● Task objective: Copy out the rows below, replacing each "marker" with "dot" and keeping everything else the same.

● Task inputs:
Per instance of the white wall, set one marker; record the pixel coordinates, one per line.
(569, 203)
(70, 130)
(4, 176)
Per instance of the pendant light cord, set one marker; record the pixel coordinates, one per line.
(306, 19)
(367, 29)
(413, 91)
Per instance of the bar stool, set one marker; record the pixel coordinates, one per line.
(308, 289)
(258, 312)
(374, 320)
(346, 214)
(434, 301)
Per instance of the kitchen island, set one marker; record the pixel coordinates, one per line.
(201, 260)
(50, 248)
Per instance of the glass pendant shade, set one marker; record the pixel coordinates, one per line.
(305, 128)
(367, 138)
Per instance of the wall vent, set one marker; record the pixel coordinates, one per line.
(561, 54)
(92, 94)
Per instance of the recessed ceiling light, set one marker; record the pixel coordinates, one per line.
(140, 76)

● Worked solution:
Per instance of the white wall, set one dot; record the pixel coordinates, one per line.
(569, 203)
(70, 130)
(4, 176)
Per instance of the pendant light cord, set one dot; record the pixel coordinates, one per line.
(306, 19)
(367, 29)
(413, 91)
Per instance of the bar stool, set one dot; record the pixel coordinates, one per line.
(308, 289)
(258, 312)
(374, 320)
(346, 214)
(434, 301)
Per instance of the kitchen island, set one dot; record the pixel coordinates, one per line.
(201, 260)
(50, 248)
Per instance of the glass pendant shade, set one dot; record the pixel coordinates, one per line.
(305, 128)
(367, 138)
Per instance of the wall vent, set one dot; record the pixel coordinates, one per line.
(561, 54)
(92, 94)
Per instance of the recessed ceiling light, set one dot; record the pixel coordinates, one per line.
(140, 76)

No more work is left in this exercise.